◆ Short exercise 1 ◆
Select every line in the listing below that contains the word "metal".

◆ Selected text ◆
↓
The results show that land urbanization has a negative impact on CLUE regardless of whether control variables are included. It indicates that for each percent increase in the expansion of urban spatial scope in the YREB, CLUE decreases by 0.06%. As is shown in Figure 4, before 2011, the land urbanization rate of megacities and central cities in YREB was at a high level. Many cities in Jiangsu, Zhejiang, Anhui and Hunan provinces saw growth rates above 10% and Shanghai maintained an overall rate of about 47%. Nanchang in Jiangxi Province saw growth rates of 32.74%. After 2011, although the land urbanization rate of large and medium-sized cities slowed down, the rate of non-central cities and small and medium-sized cities has shown rapid growth. For example, Jingdezhen in Jiangxi province and Huanggang in Hubei Province even saw growth rates of 23.26% and 16.3% in 2019. The rapid expansion of urban infrastructure and residential areas directly resulted in the reduction of effective arable land area and the decline of cultivated land quality. Besides, it also has promoted the improvement of fertilizer application intensity in agricultural production, resulting in a negative effect on the CLUE.

To test the robustness, the SEM are recalculated under economic distance weight matrix (W₂). It can be known from Table 5 that the main results are basically consistent with the above, which shows that the spatial estimation result is reliable and robust.

As for control variables, economic development in the sample period is conducive to the improvement of CLUE. The industrial structure also shows a positive effect on the efficiency of cultivated land, that is, the increase of the proportion of secondary and tertiary industries in the national economy is conducive to improving the efficiency of cultivated land. The effect of effective irrigation rate and multiple cropping index on CLUE is not obvious in YREB during the sample period. Increasing irrigation rate and multiple cropping index can effectively increase grain yield, but on the other hand, it may be accompanied by the waste of water resources and excessive application of fertilizer. Besides, the quality of cultivated land had been continued to decline due to the overuse of farmland and the overdraft of its productive capacity [49]. Since the measurement of CLUE in this paper comprehensively considers the impact of the ecological environment, effective irrigation rate and multiple cropping index may not have an obvious effect on CLUE.

3.4. Spatial Heterogeneity Analysis

The YREB comprises 11 provinces and cities, straddling eastern and western China, with vastly different economic and geographical conditions. In order to analyze the impact of urbanization on CLUE in different regions of the YREB more specifically, a heterogeneity test has been conducted in this paper. As is mentioned in Section 2.1, the lower reaches of the YREB involves Shanghai, Jiangsu, Zhejiang and Anhui provinces. The middle involves Jiangxi, Hubei and Hunan provinces. The upper involves Chongqing, Sichuan, Guizhou and Yunnan provinces. We adopted SEM to conduct regression tests for the upper, middle and lower reaches. The results are shown in

Table 6. Spatial heterogeneity regression.

	Lower		Middle		Upper
	UB1	UB2	UB1	UB2	UB1	UB2
UB	1.053 ***	0.35 ***	−2.43	−0.26 **	−2.59	0.07
	(−7.6539)	(−4.0771)	(−1.5291)	−2.0635	(−1.2318)	−0.1958
lambda	2.1726 **	2.5082 **	2.1458 ***	2.0753 ***	5.0011 ***	5.5245 ***
	(2.2149)	(2.5131)	(4.4508)	(4.2686)	(3.0023)	(3.3430)
N	779	779	684	684	589	589
Adjust R2	0.5146	0.681	0.513	0.35	0.64	0.601

Note: *** and ** denote statistical significance at the 1% and 5% significance levels. The t-values are given in the parentheses.
↑
◆ Records shown ◆
↓
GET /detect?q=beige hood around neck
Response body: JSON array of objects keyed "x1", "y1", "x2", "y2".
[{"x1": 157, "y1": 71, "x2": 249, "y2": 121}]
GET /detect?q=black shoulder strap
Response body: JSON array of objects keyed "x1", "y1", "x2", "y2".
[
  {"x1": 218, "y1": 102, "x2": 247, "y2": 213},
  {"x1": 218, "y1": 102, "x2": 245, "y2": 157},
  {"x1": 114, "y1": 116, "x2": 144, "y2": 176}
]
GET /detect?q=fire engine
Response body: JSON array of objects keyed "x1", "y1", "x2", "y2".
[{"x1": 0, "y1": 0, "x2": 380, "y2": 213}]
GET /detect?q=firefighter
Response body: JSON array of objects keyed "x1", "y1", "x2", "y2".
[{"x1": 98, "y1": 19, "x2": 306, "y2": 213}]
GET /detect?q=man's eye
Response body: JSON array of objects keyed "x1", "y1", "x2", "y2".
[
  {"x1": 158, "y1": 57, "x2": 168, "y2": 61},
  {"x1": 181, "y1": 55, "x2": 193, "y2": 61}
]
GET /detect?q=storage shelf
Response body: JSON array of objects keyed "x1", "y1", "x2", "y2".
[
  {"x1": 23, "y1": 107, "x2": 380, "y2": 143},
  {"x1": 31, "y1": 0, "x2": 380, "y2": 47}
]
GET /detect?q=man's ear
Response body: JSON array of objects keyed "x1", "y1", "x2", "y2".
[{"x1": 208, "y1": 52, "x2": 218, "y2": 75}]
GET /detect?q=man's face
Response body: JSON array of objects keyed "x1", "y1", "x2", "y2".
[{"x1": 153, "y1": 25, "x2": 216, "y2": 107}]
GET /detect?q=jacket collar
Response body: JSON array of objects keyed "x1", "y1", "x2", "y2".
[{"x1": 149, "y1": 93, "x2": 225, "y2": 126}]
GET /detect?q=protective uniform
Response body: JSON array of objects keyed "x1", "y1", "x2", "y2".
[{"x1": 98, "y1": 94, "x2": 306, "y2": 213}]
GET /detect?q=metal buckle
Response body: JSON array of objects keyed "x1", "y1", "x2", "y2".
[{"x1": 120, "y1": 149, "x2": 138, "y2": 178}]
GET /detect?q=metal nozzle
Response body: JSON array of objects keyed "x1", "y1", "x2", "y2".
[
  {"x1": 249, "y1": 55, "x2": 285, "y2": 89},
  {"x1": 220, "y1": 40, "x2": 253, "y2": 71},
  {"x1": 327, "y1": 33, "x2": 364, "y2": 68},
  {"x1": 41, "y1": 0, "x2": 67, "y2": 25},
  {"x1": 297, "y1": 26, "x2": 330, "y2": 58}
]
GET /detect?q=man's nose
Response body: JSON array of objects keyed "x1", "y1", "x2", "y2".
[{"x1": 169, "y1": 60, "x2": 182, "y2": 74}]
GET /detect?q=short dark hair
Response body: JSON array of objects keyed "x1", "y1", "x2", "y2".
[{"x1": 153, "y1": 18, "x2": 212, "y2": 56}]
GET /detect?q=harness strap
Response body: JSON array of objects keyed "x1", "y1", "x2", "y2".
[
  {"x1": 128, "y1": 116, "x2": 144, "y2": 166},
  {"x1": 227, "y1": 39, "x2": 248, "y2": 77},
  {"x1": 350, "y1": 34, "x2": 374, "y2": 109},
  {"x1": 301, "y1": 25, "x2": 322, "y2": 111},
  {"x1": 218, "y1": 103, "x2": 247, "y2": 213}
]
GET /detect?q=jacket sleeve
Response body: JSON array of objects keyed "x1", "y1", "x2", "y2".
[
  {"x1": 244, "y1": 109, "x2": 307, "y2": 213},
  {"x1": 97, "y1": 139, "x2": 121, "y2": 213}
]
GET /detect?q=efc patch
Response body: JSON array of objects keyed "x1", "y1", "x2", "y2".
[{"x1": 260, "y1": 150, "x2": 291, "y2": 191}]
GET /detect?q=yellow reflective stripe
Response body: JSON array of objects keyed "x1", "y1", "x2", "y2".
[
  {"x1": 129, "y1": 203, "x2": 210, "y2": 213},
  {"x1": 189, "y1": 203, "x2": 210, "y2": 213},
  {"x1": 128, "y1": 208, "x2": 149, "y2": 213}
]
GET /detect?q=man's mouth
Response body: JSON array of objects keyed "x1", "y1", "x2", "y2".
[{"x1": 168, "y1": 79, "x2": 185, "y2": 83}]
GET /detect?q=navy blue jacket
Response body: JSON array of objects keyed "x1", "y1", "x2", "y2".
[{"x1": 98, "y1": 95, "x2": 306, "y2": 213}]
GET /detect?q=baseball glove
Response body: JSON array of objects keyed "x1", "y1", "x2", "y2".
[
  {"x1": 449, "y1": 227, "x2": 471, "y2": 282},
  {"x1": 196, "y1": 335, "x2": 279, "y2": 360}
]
↑
↓
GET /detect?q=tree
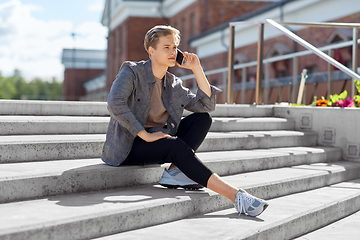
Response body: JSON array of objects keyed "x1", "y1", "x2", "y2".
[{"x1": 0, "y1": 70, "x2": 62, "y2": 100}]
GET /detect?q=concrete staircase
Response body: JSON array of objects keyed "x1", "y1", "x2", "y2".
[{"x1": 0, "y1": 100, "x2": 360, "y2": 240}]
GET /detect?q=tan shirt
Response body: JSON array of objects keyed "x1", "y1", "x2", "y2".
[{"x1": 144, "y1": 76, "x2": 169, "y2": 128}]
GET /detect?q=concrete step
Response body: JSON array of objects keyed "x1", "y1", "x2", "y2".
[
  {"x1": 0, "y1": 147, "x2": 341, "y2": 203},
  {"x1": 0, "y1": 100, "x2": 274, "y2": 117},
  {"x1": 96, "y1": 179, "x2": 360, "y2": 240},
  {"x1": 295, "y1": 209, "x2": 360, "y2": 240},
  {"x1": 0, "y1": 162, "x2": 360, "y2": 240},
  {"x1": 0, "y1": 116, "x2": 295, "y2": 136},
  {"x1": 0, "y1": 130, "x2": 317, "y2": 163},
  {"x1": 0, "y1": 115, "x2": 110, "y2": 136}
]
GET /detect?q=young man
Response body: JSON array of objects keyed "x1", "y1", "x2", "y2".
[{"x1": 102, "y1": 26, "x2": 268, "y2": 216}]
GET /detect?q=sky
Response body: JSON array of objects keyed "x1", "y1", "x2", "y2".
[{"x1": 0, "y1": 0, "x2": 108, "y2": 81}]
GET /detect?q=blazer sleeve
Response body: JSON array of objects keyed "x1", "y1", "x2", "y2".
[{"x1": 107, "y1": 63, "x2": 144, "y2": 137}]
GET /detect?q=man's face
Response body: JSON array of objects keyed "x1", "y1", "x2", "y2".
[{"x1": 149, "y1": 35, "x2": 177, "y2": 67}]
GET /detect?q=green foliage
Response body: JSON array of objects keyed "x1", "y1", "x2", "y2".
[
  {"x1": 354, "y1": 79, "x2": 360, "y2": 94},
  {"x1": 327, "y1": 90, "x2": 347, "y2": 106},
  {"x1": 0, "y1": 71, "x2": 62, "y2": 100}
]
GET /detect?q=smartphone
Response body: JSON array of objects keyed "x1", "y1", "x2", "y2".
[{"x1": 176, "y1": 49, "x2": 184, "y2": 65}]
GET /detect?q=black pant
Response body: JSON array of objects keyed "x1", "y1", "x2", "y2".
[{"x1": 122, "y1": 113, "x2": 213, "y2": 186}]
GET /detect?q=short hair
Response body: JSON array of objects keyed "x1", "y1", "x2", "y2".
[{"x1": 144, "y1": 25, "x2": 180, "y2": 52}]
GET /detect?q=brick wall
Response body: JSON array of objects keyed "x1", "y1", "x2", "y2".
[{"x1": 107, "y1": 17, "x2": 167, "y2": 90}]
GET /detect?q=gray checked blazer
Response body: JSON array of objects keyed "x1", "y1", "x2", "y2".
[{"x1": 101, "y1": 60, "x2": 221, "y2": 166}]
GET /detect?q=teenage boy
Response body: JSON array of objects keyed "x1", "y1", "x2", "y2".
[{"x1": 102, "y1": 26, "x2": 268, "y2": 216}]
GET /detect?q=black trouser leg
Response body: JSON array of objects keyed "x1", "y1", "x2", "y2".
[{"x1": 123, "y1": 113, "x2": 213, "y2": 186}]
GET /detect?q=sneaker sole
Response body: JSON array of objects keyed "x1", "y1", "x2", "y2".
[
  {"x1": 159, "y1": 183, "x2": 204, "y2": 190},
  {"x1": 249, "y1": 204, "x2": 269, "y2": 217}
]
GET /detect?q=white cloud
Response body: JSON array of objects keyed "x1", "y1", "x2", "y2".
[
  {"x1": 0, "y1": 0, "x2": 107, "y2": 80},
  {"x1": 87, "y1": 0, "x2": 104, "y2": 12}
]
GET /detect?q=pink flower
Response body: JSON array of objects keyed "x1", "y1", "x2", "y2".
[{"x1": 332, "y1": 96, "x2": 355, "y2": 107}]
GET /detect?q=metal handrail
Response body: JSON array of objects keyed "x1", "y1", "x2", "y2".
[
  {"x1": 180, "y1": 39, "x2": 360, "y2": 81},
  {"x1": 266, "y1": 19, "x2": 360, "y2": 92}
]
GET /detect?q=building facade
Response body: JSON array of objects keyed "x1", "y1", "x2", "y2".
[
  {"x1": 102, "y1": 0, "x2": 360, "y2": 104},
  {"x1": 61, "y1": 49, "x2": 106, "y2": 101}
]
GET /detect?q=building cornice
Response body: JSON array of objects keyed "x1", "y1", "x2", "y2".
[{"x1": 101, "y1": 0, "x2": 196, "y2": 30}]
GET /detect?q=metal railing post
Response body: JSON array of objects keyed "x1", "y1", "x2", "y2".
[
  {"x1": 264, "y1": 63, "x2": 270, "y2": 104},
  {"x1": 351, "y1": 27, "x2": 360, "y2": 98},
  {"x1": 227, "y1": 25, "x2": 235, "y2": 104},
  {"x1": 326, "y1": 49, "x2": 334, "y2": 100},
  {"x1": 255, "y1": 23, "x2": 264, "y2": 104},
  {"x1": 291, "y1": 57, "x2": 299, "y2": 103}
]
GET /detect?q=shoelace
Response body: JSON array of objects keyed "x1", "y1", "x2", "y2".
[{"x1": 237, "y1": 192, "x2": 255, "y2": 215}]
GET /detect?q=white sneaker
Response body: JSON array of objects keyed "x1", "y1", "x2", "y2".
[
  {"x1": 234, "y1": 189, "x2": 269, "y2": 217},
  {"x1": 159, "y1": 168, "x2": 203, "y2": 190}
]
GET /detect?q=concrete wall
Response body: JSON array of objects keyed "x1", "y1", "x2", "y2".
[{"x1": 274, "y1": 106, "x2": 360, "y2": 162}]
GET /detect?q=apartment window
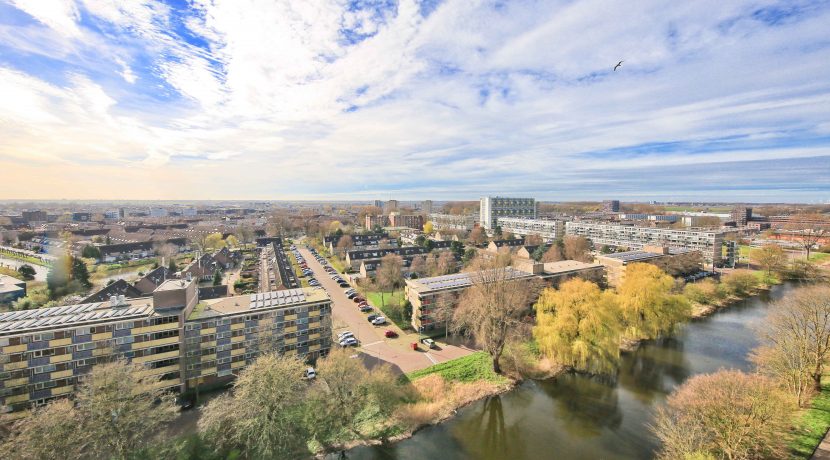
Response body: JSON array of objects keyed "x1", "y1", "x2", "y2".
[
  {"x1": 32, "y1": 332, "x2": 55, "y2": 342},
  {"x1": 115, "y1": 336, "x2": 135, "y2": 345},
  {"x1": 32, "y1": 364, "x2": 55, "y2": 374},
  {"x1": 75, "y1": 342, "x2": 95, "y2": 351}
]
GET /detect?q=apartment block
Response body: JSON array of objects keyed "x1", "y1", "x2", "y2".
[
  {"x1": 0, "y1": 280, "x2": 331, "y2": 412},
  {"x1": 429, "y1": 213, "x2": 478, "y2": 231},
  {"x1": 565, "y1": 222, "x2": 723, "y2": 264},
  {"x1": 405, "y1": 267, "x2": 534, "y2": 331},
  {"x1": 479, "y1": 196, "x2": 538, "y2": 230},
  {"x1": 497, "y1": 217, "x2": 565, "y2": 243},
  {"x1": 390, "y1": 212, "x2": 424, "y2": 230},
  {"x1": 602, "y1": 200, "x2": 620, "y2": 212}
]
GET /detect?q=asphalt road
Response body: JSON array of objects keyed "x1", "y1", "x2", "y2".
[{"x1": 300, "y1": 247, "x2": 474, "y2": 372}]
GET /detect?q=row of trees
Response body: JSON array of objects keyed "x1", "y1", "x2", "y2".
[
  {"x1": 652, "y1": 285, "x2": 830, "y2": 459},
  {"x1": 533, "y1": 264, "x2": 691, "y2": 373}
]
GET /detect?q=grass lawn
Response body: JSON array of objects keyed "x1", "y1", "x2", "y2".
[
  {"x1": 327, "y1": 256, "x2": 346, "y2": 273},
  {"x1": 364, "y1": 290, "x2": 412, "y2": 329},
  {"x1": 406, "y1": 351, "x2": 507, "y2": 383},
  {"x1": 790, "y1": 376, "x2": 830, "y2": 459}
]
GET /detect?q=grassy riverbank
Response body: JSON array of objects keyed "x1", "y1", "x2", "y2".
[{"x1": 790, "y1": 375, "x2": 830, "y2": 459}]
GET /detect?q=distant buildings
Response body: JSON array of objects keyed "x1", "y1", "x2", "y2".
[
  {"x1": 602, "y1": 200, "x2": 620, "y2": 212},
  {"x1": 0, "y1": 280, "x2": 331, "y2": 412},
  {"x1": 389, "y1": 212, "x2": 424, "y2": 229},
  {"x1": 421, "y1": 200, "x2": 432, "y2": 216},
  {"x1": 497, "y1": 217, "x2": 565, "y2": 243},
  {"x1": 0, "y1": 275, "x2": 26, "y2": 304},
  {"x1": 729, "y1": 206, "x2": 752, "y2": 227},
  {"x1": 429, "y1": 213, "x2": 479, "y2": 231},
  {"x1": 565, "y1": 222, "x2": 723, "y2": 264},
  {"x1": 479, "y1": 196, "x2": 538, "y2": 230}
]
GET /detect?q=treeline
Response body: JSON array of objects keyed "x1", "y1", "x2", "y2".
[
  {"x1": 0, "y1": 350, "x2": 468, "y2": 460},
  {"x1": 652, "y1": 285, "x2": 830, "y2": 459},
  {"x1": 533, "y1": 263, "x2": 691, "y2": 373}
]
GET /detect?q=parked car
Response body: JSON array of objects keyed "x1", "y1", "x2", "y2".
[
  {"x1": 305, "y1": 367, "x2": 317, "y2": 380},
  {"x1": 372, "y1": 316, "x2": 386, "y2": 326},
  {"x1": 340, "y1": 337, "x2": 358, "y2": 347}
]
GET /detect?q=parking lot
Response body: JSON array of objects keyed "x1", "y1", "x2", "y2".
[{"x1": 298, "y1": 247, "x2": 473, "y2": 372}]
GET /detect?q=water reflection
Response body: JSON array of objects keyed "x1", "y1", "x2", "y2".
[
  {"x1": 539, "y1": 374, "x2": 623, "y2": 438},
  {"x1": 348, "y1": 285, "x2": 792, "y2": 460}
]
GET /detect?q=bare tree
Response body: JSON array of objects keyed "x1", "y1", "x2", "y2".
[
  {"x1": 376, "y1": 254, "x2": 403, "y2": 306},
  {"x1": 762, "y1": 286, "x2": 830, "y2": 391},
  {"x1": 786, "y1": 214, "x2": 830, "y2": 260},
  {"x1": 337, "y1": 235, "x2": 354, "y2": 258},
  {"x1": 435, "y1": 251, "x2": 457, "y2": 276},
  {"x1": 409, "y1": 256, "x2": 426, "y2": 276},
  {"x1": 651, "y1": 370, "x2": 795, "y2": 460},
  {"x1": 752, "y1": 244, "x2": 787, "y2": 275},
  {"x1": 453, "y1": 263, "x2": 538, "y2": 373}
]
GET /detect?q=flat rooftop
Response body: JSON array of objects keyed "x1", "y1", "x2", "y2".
↑
↓
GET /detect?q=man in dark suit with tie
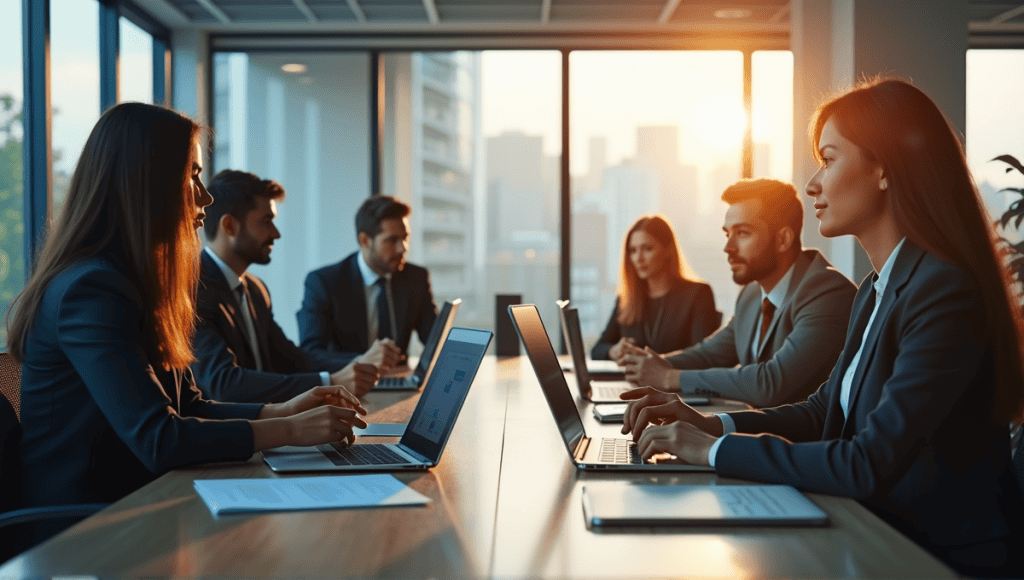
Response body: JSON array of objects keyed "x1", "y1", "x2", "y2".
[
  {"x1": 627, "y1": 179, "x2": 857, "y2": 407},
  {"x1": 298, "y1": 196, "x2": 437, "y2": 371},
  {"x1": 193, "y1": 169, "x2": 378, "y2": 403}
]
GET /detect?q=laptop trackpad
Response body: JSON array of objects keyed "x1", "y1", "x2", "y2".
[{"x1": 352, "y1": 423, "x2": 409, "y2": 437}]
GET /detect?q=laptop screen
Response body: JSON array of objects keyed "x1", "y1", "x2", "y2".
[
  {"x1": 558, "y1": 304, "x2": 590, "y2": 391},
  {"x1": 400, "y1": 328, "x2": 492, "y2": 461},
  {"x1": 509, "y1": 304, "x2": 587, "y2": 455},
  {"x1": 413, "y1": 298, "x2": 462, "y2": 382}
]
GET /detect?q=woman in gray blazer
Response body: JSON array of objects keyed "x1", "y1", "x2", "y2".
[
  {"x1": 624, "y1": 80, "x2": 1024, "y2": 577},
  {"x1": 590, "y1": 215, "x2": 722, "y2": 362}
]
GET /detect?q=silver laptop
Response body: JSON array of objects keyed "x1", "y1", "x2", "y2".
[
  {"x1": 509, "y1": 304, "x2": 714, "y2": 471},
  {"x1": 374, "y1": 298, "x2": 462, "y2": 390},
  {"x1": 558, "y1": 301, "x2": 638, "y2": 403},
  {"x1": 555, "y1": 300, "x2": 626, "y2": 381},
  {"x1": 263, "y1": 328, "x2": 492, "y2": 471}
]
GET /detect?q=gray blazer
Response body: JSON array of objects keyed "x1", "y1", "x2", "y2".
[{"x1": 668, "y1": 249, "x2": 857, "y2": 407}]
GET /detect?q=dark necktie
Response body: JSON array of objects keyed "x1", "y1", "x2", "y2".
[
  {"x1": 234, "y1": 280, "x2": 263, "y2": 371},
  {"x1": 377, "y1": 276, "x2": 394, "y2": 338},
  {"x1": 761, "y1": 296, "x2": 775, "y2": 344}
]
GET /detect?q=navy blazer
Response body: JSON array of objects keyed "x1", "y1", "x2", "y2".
↑
◆ Short exercise 2 ◆
Answer these questions from the passage on urbanization and cultivated land use efficiency above:
(a) For each percent increase in the expansion of urban spatial scope in the YREB, by how much does CLUE decrease?
(b) Under which weight matrix were the SEM recalculated to test robustness?
(c) Which provinces make up the middle reaches of the YREB?

◆ Written answer 1 ◆
GET /detect?q=metal buckle
GET /detect?q=metal nozzle
GET /detect?q=metal handrail
GET /detect?q=metal railing post

◆ Written answer 2 ◆
(a) By 0.06%.
(b) The economic distance weight matrix (W₂).
(c) Jiangxi, Hubei and Hunan.